Starting at the line with "Return the mask of every instance of the hillside." and ending after the line with "31], [171, 29]]", give those lines as a numbered list with blank lines left out.

» PROVIDED RECORDS:
——

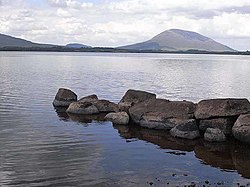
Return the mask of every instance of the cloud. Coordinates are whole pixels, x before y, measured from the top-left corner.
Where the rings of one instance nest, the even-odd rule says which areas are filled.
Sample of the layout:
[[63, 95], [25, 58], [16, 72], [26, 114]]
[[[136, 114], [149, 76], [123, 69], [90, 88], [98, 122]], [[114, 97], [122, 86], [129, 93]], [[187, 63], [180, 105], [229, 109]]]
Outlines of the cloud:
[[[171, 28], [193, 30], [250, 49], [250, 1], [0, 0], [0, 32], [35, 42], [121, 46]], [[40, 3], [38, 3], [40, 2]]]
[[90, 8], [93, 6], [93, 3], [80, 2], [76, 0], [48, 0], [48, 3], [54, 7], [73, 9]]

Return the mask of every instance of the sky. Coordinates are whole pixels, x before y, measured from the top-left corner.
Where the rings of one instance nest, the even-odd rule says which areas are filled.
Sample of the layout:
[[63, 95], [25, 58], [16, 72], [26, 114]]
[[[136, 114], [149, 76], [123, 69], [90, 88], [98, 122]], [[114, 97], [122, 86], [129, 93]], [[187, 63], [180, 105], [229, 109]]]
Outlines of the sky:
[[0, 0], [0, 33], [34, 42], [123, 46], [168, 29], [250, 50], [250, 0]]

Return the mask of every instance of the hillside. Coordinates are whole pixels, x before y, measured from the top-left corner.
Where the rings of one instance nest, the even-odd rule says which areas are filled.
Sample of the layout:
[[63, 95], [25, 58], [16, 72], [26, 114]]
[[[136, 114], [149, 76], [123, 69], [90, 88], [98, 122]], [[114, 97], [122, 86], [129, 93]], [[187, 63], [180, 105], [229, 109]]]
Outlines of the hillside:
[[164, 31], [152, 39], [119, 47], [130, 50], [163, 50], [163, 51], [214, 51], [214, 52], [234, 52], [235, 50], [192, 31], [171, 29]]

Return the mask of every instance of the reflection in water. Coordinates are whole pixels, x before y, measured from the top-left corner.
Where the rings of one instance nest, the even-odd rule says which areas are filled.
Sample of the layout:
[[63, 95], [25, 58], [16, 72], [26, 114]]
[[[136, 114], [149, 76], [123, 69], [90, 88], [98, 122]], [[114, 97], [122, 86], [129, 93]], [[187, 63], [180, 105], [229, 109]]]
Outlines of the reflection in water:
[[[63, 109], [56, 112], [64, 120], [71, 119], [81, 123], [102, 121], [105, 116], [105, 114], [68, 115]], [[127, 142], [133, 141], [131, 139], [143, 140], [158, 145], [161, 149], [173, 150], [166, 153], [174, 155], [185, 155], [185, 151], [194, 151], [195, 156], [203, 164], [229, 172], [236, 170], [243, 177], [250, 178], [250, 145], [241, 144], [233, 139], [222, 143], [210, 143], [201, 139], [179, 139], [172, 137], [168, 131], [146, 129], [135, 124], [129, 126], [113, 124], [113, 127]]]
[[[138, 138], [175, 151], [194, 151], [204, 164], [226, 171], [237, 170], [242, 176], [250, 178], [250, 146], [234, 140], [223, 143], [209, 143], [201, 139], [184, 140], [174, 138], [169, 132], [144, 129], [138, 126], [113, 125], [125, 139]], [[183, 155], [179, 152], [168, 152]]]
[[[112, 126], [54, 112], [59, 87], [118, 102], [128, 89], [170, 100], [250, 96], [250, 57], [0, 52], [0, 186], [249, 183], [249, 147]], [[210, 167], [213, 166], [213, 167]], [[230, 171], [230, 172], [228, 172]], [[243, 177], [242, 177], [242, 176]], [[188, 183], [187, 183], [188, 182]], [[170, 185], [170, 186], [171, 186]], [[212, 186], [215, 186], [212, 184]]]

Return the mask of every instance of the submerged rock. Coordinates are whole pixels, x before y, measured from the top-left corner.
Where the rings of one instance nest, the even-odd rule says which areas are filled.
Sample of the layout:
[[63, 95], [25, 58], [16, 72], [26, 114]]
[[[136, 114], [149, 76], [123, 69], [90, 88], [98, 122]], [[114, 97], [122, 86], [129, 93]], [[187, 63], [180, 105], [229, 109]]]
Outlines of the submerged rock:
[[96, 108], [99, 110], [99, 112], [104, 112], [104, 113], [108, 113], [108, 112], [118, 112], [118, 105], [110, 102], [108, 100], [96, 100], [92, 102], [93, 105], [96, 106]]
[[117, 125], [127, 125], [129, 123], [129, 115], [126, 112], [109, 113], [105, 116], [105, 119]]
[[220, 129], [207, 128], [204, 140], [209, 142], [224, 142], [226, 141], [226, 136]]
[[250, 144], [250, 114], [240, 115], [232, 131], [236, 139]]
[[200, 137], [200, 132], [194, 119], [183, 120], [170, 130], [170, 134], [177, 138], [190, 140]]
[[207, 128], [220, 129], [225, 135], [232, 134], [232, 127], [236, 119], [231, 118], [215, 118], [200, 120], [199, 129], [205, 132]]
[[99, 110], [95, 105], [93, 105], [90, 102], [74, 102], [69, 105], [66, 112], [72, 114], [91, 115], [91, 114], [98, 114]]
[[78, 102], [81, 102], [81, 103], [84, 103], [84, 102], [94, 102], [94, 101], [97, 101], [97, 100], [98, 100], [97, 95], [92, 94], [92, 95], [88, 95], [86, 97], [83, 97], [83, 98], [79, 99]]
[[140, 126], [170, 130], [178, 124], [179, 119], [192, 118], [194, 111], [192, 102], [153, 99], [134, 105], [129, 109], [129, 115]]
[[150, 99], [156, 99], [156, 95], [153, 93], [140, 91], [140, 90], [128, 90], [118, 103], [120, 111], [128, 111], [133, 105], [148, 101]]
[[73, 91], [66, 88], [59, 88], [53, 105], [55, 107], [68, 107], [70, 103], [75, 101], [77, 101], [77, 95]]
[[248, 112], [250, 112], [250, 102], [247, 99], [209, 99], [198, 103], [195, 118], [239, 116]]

——

» RESPONSE:
1. Return the mask of every instance of the hillside. Coordinates are whole pixels, x before y, measured from the top-left corner.
2. Where the rings of one instance nest, the even-odd rule says which areas are filled.
3. Sample of the layout:
4. [[63, 95], [25, 58], [16, 72], [26, 114]]
5. [[[136, 114], [149, 76], [123, 69], [90, 88], [98, 122]], [[114, 97], [122, 86], [129, 93]], [[187, 63], [180, 105], [229, 109]]]
6. Outlines of the hillside:
7. [[164, 31], [152, 39], [119, 47], [130, 50], [163, 50], [163, 51], [214, 51], [214, 52], [234, 52], [235, 50], [192, 31], [171, 29]]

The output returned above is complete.